┌─ Quoted passage
MTS: How do you add Programmatic Capabilities to Adobe Analytics?
Jeff: Fancy word for automation—that’s programmatic! Automation offers you scale; programmatic with analytics does the same if you do it at a continuous level in the advertising ecosystem. With Adobe Advertising Cloud, programmatic engine runs on the insights from Adobe Analytics. The Adobe Advertising Cloud for programmatic runs on the two vectors—timed insights and timed actions. These two vectors play the whole game around the Adobe Analytics engine. Under the hood, it’s all data science. In the context of programmatic, the job of analytics is to provide the insights on time and deliver in a highly refined manner for the best experiences.

MTS: How do you see recommendation engines for B2B and B2C e-market evolving with matured predictive intelligence and ML?
Jeff: Major investments in AI/ML and predictive intelligence from Adobe have been occurring for a very long time, not just in Analytics but in other technology stacks too. Our technology leverages Adobe Sensei, which powers intelligent features across all Adobe products. Adobe Experience Cloud uses dozens of ML/AI within Adobe Sensei. At Analytics, if you are looking at web data, it would be a complex set. Having AI/ML reduced human effort, delivering accurate as well as corrective measures about web experience of audience, much faster. Anomaly detection and correction becomes quicker with AI/ML used in analytics.

Mere discovery of anomalies requires a bunch of experts and a large team who would study the combination of data science in metrics, segments and dimension to see what caused anomaly in the first place.

MTS: What are the challenges you foresee in adoption of AI/ML technologies? How does Adobe Analytics enable businesses to overcome these challenges?
Jeff: In the marketing technology world, timing and relevance is everything. The idea of building centralized AI/ML tools for general purposes is very over-simplified. The buzz around Big Data may have over-simplified the way businesses see challenges in working with data. The challenges to working with data are multi-dimensional. Onboarding, collecting, extracting, loading, encrypting, decrypting, managing and transforming data – there are challenges at every step with working with tools and utilities. And then, there are security and governance issues in the way data is mined and used.
└─
┌─ Excerpted data
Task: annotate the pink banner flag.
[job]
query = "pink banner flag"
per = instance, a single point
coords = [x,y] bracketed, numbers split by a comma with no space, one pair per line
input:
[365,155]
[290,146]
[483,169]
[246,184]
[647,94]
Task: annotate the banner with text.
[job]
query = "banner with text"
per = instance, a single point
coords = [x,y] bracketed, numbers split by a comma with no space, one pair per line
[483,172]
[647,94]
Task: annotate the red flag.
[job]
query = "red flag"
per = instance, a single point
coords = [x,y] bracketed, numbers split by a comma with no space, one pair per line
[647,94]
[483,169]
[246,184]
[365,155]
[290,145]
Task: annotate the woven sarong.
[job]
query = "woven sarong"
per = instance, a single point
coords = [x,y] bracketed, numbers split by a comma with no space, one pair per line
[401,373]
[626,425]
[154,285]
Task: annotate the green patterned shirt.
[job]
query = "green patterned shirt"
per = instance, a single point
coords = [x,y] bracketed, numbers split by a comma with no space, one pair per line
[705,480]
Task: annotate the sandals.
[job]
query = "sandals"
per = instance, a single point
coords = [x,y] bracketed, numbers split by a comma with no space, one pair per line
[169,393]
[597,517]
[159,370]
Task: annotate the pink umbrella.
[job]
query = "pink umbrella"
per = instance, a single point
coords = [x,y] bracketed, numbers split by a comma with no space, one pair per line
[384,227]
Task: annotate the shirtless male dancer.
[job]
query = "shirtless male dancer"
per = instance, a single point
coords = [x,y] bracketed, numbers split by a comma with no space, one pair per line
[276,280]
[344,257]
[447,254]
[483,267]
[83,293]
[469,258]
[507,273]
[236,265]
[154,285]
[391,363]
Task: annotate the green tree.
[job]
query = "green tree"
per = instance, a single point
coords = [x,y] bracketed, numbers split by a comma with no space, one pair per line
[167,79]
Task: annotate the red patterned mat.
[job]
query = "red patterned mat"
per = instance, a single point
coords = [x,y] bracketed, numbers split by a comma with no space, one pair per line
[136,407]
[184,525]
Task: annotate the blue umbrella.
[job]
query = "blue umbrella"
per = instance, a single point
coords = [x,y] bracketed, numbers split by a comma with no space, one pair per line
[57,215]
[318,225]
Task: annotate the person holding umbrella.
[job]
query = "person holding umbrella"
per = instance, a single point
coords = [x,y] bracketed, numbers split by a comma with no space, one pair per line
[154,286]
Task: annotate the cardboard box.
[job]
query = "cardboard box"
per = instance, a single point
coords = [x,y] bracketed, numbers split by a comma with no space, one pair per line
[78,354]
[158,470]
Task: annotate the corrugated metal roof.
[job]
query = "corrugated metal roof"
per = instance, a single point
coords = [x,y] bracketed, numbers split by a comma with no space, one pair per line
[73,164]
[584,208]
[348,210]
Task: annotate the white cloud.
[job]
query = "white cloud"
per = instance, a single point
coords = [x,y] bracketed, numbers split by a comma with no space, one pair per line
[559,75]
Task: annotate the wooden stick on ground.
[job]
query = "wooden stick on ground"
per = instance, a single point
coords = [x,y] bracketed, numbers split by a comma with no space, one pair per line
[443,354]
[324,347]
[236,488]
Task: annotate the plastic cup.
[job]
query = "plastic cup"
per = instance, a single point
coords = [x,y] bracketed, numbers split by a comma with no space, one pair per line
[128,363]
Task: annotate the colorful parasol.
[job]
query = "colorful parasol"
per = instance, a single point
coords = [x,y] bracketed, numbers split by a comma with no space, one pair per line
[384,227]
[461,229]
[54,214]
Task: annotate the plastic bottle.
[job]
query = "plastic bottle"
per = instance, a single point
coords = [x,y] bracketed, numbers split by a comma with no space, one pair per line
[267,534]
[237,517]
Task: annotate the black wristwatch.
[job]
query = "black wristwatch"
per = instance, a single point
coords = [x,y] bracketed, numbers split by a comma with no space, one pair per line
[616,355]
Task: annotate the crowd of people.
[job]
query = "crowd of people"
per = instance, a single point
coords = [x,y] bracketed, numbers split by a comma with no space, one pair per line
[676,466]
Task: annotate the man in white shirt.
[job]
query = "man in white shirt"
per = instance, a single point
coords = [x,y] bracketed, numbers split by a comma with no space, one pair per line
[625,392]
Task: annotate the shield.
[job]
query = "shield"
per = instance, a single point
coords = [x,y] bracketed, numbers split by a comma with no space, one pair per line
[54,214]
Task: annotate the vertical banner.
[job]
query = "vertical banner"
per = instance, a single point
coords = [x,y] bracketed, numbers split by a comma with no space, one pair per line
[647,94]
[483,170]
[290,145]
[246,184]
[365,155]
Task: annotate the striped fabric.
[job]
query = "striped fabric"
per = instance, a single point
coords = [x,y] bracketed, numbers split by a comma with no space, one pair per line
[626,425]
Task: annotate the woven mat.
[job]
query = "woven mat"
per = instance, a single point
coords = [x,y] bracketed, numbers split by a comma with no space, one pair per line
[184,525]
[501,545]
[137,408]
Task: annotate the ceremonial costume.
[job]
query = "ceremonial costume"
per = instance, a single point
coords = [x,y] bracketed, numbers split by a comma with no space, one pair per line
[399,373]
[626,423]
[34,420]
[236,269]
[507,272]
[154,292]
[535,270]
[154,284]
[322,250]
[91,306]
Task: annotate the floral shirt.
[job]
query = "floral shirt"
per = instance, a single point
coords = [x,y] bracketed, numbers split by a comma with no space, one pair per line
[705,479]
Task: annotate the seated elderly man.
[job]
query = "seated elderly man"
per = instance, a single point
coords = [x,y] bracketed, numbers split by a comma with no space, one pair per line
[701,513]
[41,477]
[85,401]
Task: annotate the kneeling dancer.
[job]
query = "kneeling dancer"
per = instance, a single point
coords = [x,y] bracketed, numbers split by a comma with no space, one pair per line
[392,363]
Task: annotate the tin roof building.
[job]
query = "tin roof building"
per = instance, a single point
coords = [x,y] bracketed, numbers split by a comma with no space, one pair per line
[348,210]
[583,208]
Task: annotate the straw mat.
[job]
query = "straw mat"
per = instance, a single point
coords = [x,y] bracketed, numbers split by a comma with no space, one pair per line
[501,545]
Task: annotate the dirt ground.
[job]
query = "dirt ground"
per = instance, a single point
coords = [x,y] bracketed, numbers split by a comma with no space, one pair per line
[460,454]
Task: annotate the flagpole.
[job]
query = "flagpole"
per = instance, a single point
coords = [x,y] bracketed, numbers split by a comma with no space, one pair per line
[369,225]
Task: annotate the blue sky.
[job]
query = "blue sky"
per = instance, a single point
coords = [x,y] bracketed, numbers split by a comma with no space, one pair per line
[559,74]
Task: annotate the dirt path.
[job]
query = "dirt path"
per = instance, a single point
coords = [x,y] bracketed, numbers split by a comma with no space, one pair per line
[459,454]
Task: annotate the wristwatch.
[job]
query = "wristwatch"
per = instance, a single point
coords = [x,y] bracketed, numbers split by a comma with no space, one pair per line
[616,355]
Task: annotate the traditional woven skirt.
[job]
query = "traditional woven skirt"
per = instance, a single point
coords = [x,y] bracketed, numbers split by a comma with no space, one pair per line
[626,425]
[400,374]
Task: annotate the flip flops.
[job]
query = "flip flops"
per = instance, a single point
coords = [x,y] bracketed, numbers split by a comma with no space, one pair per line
└─
◆ Questions on the material
A. Write out the stretch of the Adobe Analytics interview from "Jeff: In the" through "mined and used.", swapping "over-simplified" for "oversimplified".
B. Add the next part of the Adobe Analytics interview, picking up right after its final sentence.
None of the data matters for this work.

◆ Outputs in order
A.
Jeff: In the marketing technology world, timing and relevance is everything. The idea of building centralized AI/ML tools for general purposes is very oversimplified. The buzz around Big Data may have oversimplified the way businesses see challenges in working with data. The challenges to working with data are multi-dimensional. Onboarding, collecting, extracting, loading, encrypting, decrypting, managing and transforming data – there are challenges at every step with working with tools and utilities. And then, there are security and governance issues in the way data is mined and used.

B.
Until you have the data management process in place, scaling and speeding AI/ML would prove futile. So, the biggest challenge is to get data ingested into the system that can drive powerful algorithms, move up the stack to run prescription and prediction, and conventionally develop theories and get to the idea of prescriptive action.

Frankly, we talk to customers that the need of the hour is to move away from being descriptive and diagnostic in their approach to analytics and move up to adapt prescriptive-predictive methodologies. The organizations that are able to do it are invariably successful at working with prescriptive and predictive intelligence. For marketing teams, Adobe built special infrastructure that gets analytics faster, almost instantaneously.

MTS: What’s the next-frontier for marketers in customer experience and audience engagement?
Jeff:  The impact of Adobe Sensei on Adobe Analytics is incredible. We are advancing towards predictive and prescriptive analytics based on the low-scale specification of usage. The purpose of deploying AI/ML is not just to get things done fast, but also do it in way that is easy to use at every level of the organization. It is expected that organization would work better—but that’s hard thing to achieve. Adobe Analytics helps bridge the gap. While customer needs are simpler, the insights about their experiences and engagements are complex. With simpler user experience, Adobe Analytics quickly analyzes the complex parts of customer data. Adobe Sensei is at the core of all our technology stack, enabling high-level visualization, recommendation, segmentation and learning systems to deliver scale.

MTS: Thanks for chatting with us, Jeff.